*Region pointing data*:
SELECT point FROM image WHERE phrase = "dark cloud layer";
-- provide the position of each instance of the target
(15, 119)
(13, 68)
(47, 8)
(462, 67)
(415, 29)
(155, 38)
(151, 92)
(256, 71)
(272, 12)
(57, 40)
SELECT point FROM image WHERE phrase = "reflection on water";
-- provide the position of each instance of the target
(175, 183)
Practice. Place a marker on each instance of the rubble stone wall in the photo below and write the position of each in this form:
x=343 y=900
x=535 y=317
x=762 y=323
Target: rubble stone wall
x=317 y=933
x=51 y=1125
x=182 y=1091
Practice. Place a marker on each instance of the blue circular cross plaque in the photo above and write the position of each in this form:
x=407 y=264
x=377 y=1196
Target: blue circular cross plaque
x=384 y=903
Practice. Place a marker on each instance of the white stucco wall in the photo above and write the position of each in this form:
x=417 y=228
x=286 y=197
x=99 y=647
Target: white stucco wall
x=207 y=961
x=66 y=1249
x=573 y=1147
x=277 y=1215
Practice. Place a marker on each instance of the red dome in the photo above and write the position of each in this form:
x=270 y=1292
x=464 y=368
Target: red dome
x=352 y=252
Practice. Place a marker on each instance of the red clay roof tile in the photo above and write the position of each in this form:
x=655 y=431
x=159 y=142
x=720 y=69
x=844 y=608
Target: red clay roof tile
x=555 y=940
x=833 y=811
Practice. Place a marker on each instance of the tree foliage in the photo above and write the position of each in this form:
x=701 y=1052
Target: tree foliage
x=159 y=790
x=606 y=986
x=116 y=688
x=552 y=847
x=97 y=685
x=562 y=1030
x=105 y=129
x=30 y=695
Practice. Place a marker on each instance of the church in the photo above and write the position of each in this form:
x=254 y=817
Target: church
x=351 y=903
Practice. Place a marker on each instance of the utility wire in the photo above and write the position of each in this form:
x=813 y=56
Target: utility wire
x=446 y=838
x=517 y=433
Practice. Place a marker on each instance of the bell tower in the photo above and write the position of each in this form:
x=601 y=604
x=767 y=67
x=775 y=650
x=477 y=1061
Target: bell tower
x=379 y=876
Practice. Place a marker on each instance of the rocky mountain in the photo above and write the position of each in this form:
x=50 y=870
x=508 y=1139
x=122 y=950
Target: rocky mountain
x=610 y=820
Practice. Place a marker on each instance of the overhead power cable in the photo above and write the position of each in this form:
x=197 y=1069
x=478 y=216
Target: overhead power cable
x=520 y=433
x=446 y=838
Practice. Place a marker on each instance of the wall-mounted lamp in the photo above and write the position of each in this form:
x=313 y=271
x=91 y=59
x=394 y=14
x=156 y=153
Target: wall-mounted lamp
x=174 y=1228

*WHAT TO WORK ON*: Every entry is to be restated word for word, with nothing dropped.

*PROBLEM SOLUTION*:
SELECT point FROM image WHERE phrase = "dark cloud layer";
-- provide the position of each instance of the target
(15, 119)
(13, 68)
(47, 8)
(462, 67)
(415, 29)
(155, 38)
(151, 92)
(256, 71)
(272, 12)
(57, 40)
SELECT point FROM image WHERE phrase = "reflection on water";
-- provide the position of each instance of the target
(175, 183)
Practice. Place a marker on each instance of the rubble stone wall in the photo below and write the position of each in this form:
x=343 y=900
x=535 y=317
x=762 y=323
Target: rubble stone wall
x=317 y=933
x=51 y=1125
x=182 y=1091
Practice. Place a marker on each instance of the blue circular cross plaque in the photo above and write the position of each in this form:
x=407 y=264
x=377 y=1196
Target: blue circular cross plaque
x=384 y=903
Practice. Place a marker on each instance of the white stucco wall in the photo above and write the position of each in this form:
x=417 y=228
x=286 y=197
x=99 y=647
Target: white stucco wall
x=207 y=961
x=66 y=1249
x=573 y=1147
x=277 y=1215
Practice. Place a marker on each instance of the red dome in the photo above and write the position of each in this form:
x=270 y=1292
x=464 y=368
Target: red dome
x=352 y=252
Practice. Place a marker on each instance of the red clay roof tile in the photo above and write the position of each in this form:
x=655 y=431
x=159 y=142
x=720 y=69
x=844 y=608
Target: red clay roof tile
x=555 y=940
x=833 y=811
Practice. Place a marker on each instance of the tree foliage in the photo above and write the position of each in this form:
x=701 y=1052
Target: tree foliage
x=159 y=790
x=606 y=986
x=116 y=688
x=552 y=847
x=97 y=685
x=562 y=1030
x=105 y=129
x=30 y=695
Practice. Place a marker on each instance of the church in the photo above and write the position of each in this form:
x=254 y=817
Target: church
x=351 y=903
Practice. Place a marker on each instance of the utility wire in the photo above and write the position of each in this form:
x=813 y=56
Target: utility wire
x=446 y=838
x=517 y=433
Practice. Place a marker on each instance of the bell tower in the photo above and write the position of each in this form:
x=601 y=604
x=767 y=67
x=775 y=650
x=477 y=1061
Target: bell tower
x=379 y=876
Practice. Place a marker on each instance of the rocky mountain in the photo above and write the position of each in this form:
x=50 y=870
x=508 y=1139
x=122 y=950
Target: rocky mountain
x=610 y=820
Practice. Place a marker on each instance of the overhead power cable in the photo above and write the position of each in this form:
x=197 y=1069
x=478 y=216
Target: overhead power cable
x=520 y=433
x=446 y=838
Practice. Place a marker on each instance of the wall-mounted lamp in the photo above and write the position of each in this form:
x=313 y=271
x=91 y=59
x=394 y=14
x=156 y=153
Target: wall-mounted lamp
x=174 y=1228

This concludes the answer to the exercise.